Estratto fornito:
Nella prima giornata di esame psichiatrico in carcere per Giovanni Limata e Elena Gioia, i due ragazzi accusati dell'omicidio di Aldo Gioia, vengono fuori forse i caratteri diversi dei due.

Nella saletta dalle pareti bianche, con il tavolino al centro e poche sedie di ferro, è il dramma di due giovani che torna in scena. E la domanda che aleggia resta la stessa: «Perché l'avete fatto?».

Lui più chiuso, quasi scontroso, comunque con quelle gravi difficoltà di relazione che erano venute fuori anche nel corso delle udienze; lei forse rinfrancata dal diploma di maturità in scienze dell'educazione e scienze sociali, conquistato questa estate, sembra più avvezza a raccontarsi.

Appare oggi capace di guardare ad un'ipotesi di futuro, ha confidato ai suoi che potrebbe iscriversi all'università. 

È soltanto il primo dei colloqui a cui si sono sottoposti al carcere di Bellizzi ieri mattina. 

Elena si è presentata alle 11,40. Circa un'ora dopo Giovanni. Alle 14 i colloqui si sono chiusi.

In nove fra avvocati e medici ad assistere alla seduta con il perito nominato dal presidente della Corte d'Assise, lo psichiatra Giuseppe Sciaudone.

I ragazzi, uno alla volta, sono sfilati davanti allo psichiatra che aveva negato al pm l'utilizzo di una telecamera per videoregistrare la seduta.

Elena ha parlato della vicenda che le ha trasformato la vita, ma anche del rapporto con quel giovane così distante da lei per estrazione sociale, cultura e con il quale aveva stabilito una relazione.

La natura di quella relazione, ma sopratutto le origini profonde della necessità di quel legame, è la materia da scandagliare da parte dello specialista chiamato dalla Corte. Si dovrà ricostruire il rapporto tra i due a partire dalle considerazioni che gli psichiatri - quelli delle parti, quello del Pm - hanno man mano potuto avanzare in questi mesi.

Consegna:
Ricopia dall'estratto sull'esame psichiatrico in carcere tutto il passo che va da "Nella prima giornata" fino a "diversi dei due.".

Dati riportati:
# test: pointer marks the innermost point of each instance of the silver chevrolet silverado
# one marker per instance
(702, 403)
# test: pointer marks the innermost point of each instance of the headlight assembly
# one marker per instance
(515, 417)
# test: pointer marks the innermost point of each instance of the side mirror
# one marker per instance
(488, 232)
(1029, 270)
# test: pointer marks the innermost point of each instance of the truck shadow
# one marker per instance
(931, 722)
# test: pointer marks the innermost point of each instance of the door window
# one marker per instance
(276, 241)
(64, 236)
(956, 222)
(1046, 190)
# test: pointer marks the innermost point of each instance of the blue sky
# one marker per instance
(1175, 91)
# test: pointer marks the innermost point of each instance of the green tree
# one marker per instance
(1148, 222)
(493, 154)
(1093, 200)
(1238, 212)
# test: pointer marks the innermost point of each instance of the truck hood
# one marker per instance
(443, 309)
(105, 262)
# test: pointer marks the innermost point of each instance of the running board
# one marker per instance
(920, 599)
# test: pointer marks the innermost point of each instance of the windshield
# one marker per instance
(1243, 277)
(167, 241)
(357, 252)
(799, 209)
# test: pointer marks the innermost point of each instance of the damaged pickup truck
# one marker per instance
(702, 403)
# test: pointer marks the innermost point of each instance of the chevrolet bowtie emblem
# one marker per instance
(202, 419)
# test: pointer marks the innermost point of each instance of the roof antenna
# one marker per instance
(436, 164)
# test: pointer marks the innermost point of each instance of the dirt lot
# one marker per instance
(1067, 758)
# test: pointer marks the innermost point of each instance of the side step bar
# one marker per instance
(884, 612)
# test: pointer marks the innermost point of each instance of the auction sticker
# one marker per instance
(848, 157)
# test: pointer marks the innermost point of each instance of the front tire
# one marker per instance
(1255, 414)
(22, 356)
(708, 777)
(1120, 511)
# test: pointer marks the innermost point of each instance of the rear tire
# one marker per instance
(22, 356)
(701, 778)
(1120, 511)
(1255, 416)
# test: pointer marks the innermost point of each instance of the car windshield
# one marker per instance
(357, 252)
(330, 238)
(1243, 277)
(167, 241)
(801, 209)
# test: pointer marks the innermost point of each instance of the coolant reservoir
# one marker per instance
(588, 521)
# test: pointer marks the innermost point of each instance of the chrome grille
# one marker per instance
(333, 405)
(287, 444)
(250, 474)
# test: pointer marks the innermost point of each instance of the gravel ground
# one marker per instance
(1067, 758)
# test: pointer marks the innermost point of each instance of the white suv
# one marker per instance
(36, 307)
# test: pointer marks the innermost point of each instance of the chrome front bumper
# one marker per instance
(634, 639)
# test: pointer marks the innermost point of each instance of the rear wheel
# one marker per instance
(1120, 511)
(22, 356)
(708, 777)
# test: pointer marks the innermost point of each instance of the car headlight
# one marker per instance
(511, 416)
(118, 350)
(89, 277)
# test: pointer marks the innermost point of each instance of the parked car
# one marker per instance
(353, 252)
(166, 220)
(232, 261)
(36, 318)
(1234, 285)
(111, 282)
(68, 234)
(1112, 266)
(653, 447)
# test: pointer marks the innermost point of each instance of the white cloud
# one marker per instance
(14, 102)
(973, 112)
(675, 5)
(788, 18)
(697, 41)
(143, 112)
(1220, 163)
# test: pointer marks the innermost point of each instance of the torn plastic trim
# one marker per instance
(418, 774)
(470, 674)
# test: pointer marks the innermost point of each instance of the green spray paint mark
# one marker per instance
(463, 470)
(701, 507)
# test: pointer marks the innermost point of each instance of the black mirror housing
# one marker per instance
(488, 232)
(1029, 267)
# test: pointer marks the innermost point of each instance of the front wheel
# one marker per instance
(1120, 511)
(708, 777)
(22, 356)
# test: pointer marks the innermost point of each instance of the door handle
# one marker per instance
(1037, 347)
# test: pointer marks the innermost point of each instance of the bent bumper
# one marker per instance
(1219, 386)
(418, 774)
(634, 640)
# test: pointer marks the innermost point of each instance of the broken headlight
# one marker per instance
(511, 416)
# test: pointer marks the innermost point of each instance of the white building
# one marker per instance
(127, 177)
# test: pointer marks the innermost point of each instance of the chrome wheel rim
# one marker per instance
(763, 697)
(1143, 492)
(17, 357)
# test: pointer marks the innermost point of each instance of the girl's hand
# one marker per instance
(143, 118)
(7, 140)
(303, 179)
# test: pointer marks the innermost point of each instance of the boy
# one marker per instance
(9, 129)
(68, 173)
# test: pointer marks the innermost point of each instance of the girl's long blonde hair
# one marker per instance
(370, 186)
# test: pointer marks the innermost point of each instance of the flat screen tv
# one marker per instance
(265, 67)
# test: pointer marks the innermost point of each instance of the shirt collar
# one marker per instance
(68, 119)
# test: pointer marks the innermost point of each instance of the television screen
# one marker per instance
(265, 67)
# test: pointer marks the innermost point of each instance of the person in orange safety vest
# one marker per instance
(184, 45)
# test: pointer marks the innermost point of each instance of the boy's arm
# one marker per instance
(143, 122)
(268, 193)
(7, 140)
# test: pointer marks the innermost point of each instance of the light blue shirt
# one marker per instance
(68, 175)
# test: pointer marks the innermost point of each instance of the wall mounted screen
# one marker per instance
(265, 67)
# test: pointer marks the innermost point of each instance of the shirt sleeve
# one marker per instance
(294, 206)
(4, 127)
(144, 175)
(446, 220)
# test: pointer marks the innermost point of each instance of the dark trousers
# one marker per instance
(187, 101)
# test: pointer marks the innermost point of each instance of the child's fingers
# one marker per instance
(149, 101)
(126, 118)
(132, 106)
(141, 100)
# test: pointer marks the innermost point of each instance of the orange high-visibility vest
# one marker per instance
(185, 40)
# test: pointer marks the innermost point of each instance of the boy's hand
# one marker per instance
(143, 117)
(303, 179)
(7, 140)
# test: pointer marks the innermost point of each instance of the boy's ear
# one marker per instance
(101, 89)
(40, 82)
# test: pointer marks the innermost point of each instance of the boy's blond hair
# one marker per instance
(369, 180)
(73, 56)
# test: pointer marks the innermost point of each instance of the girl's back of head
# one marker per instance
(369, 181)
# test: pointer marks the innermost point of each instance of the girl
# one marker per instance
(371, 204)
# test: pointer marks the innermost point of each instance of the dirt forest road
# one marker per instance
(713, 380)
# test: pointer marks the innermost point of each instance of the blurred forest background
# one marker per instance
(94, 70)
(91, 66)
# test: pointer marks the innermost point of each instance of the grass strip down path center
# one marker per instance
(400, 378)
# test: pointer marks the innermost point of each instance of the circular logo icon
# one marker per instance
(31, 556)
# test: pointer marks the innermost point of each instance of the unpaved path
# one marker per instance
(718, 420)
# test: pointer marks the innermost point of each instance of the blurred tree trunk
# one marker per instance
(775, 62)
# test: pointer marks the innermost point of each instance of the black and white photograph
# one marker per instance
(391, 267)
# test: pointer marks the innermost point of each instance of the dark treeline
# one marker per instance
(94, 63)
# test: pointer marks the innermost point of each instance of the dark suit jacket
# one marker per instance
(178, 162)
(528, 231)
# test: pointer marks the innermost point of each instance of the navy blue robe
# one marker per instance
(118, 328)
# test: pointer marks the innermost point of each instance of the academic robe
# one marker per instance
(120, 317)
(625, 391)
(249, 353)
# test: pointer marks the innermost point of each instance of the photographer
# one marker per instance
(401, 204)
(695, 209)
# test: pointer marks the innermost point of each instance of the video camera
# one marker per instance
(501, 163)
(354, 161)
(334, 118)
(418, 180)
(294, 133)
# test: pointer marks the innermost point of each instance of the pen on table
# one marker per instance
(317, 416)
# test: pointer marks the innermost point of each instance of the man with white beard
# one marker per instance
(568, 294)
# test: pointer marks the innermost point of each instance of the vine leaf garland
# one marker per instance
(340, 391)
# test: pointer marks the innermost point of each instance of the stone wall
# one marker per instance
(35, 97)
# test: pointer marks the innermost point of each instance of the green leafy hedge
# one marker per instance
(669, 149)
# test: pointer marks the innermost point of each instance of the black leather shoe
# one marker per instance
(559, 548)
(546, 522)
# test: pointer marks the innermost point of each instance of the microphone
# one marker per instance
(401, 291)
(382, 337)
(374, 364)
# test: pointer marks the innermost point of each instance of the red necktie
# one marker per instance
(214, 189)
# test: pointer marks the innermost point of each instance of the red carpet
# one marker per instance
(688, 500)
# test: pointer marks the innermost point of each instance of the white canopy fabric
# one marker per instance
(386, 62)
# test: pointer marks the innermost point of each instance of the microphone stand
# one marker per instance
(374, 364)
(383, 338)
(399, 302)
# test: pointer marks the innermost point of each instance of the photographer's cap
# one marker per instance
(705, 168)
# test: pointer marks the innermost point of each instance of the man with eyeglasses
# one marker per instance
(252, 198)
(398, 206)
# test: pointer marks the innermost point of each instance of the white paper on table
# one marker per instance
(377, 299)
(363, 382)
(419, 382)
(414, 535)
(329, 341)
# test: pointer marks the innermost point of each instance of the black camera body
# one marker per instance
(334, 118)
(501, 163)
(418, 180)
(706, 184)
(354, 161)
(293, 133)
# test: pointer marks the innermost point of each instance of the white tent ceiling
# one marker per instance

Soluzione:
Nella prima giornata di esame psichiatrico in carcere per Giovanni Limata e Elena Gioia, i due ragazzi accusati dell'omicidio di Aldo Gioia, vengono fuori forse i caratteri diversi dei due.